Start of Quoted passage

We’ve all been teenagers, but as we age we forget how to connect with young people. We think that we can just tell them what to do and they’ll do it. Wouldn’t that be great?

As a manager you also need to play to teenager’s Superpowers, so they feel powerful and enjoy what they do. When you help them discover what they are good at they will be more willing to give you their full effort.

Most teenagers are a different kind of human until they get a few years of work experience or college under their belts. They think differently and feel differently than adults do. Try to remember when you were young and you had hormones pushing through you and all you could do was think about sex. That’s the first trick.

1. Put Yourself in Their Shoes

When you can put yourself in their position you can learn how to motivate teenagers. Teenagers may be weird, but they have emotions just like you and me. They’re just a little more intense. When dealing with a teenager make sure you are sympathetic to their needs. Make sure you see #4 Don’t Be a Push-over because they will take advantage of you if you let them.

2. Show Them Their Mistakes and How to Improve Them

Teenagers don’t pick up on adult concepts as quickly as adults. Well, duh. You will be surprised by how many business owners don’t understand this concept. Teenagers may be geniuses on the computer or multi-tasking, but they learned these things like everything else. When they make a mistake, explain what they did wrong and how they can improve it. This may need to be done a few times before they catch on.

3. Give Them the Respect They Seek

Giving a teenager the respect that he or she deserves will go a long way in earning their trust. Most adults treat teenagers like teenagers when all they want is to be treated like the man or woman that they are trying to be. Talk to them like an adult and they will raise their level of work.

4. Don’t Be a Push-over

A teenager will take two feet when given a foot, so make sure you set boundaries and if they cross them then document it and let them know. If they continue to cross the line then don’t be afraid to let them go if they you need to.

5. Enjoy a Good Laugh

There is nothing a teenager likes doing more than enjoying a good laugh. Yes they may be moody, but when a teenager is in a good mood it can be down right infectious to the rest of the staff, so allow them to get excited and have a good time.

End of Quoted passage
Start of Data for analysis

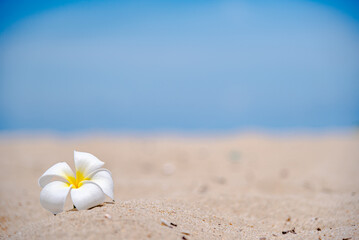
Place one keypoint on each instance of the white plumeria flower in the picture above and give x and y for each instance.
(88, 187)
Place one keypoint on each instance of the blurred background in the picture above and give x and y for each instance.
(189, 66)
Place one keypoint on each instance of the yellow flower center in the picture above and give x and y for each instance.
(76, 181)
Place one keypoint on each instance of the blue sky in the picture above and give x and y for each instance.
(182, 66)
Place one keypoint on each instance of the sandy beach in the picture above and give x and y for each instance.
(248, 186)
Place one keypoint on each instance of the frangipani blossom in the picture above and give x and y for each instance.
(87, 188)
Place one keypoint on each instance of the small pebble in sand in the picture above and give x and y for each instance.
(168, 169)
(165, 223)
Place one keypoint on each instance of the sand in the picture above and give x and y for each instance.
(249, 186)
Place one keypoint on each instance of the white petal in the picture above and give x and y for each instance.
(104, 180)
(60, 169)
(87, 196)
(86, 163)
(53, 196)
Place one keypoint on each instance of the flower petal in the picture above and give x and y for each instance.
(86, 163)
(104, 180)
(87, 196)
(60, 169)
(53, 196)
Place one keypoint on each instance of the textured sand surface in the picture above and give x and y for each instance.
(226, 187)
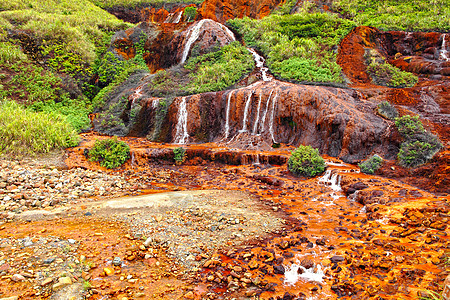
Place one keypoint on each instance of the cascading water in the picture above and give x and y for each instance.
(257, 115)
(443, 53)
(181, 136)
(259, 60)
(272, 117)
(247, 106)
(194, 34)
(227, 116)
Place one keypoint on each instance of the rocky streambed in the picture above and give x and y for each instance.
(208, 230)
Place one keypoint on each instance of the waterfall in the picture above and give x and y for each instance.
(194, 33)
(155, 103)
(178, 19)
(259, 60)
(181, 135)
(247, 106)
(263, 120)
(443, 53)
(227, 117)
(257, 115)
(274, 101)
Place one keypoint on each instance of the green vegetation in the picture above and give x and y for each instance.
(388, 75)
(179, 155)
(136, 3)
(110, 153)
(387, 110)
(218, 70)
(372, 164)
(24, 132)
(419, 145)
(418, 15)
(190, 13)
(306, 161)
(299, 47)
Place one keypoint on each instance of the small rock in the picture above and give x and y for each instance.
(17, 278)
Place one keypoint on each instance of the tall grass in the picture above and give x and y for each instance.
(299, 47)
(23, 132)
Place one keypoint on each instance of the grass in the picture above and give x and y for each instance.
(298, 47)
(407, 15)
(24, 132)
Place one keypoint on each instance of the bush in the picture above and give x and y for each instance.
(419, 146)
(24, 132)
(370, 165)
(110, 153)
(386, 110)
(409, 126)
(179, 154)
(190, 13)
(306, 161)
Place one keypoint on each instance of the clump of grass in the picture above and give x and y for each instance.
(408, 15)
(372, 164)
(306, 161)
(387, 110)
(218, 70)
(110, 153)
(419, 145)
(24, 132)
(298, 47)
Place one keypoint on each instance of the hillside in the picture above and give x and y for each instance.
(176, 97)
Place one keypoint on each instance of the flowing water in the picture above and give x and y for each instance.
(259, 60)
(194, 34)
(182, 136)
(443, 53)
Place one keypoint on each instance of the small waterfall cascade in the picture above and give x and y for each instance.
(257, 115)
(247, 106)
(227, 116)
(443, 53)
(272, 117)
(181, 136)
(194, 34)
(259, 60)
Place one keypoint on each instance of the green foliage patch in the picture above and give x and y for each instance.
(306, 161)
(179, 154)
(299, 47)
(387, 110)
(110, 153)
(408, 15)
(372, 164)
(218, 70)
(419, 145)
(24, 132)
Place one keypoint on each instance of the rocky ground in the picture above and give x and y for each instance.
(243, 232)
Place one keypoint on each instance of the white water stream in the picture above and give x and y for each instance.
(181, 136)
(227, 116)
(194, 33)
(259, 60)
(247, 106)
(443, 53)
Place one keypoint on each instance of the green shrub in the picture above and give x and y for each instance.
(388, 75)
(190, 13)
(179, 154)
(218, 70)
(415, 153)
(386, 110)
(409, 126)
(298, 47)
(370, 165)
(419, 145)
(24, 132)
(110, 153)
(306, 161)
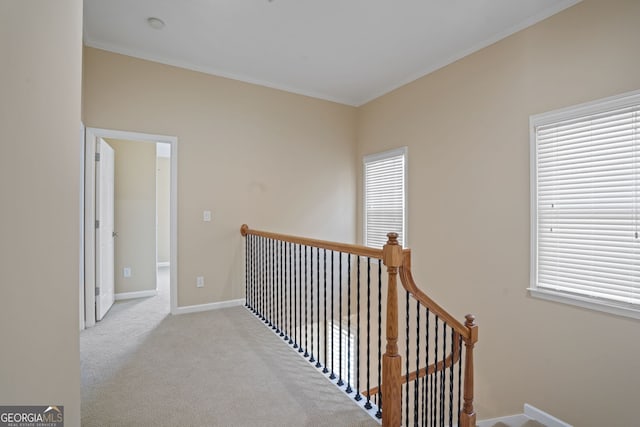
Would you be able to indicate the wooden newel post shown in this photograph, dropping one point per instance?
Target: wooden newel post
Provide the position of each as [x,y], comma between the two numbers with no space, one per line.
[468,416]
[391,360]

End of Data for analysis

_Work request 1:_
What are the numbered tip headings in the piece on managing teenagers?
_Work request 2:_
Why does the piece on managing teenagers advise talking to teenagers like adults?
_Work request 3:_
Resume the piece on managing teenagers after its tip about enjoying a good laugh.

_Answer 1:_
1. Put Yourself in Their Shoes
2. Show Them Their Mistakes and How to Improve Them
3. Give Them the Respect They Seek
4. Don't Be a Push-over
5. Enjoy a Good Laugh

_Answer 2:_
Teenagers want to be treated like the man or woman they are trying to be, yet most adults treat them like teenagers. Giving them that respect earns their trust and leads them to raise their level of work.

_Answer 3:_
6. Listen to Them

Teenagers want to help. They may be selfish, but they aren’t stupid. They can see things that you can’t. Listen to their suggestions. If they give you an idea that won’t work then let them know why and show appreciation for their efforts. If they have a good idea, tell them that you want to hear more and ask them to come up with a plan on how to implement it.

7. Have Patience with Their Learning Curve

Their learning curve is a little steeper than most adults, but their potential is greater too. Once a teenager catches on to a concept they make it their own.

8. Reward Them

The Gen Y generation and younger grew up being rewarded for blowing their nose. They don’t take well to harsh discipline, so when they do something good even without your approval, reward them. Give them an extra hour for lunch or a $20 bonus. Their idea might have saved you hundreds of dollars, so disperse the wealth.

9. Don’t Yell at Them

Teenagers hate to be yelled at. They get enough of that from their parents, teachers, and friends, so speak with an even toned voice when you’re upset. Make sure they understand that you never want to see such behavior, but don’t make a scene out of it.

10. Train Your Staff to be Patient

Many retailers employ young people because they are cheap labor and as a result, they are treated as “second class” employees by the rest of the staff. Big mistake. Train your staff to treat them as equals. When the rest of the staff gives them respect they will be more respectful to the customer.

Managing Teenagers Review

Teenagers want to do good work if they are given the right atmosphere in which to do it. They will need a little more attention, but you will find a few gems that make it all worth the effort. Who knows, that one little gem of a teenager might one day help you run your company.

If you are a small business owner you should check out my marketing blog that spawned from Work Happy Now. Super Power Coach has a free 7 lesson e-course called Supercharge Your Marketing that you may want to sign up for to improve your social media marketing.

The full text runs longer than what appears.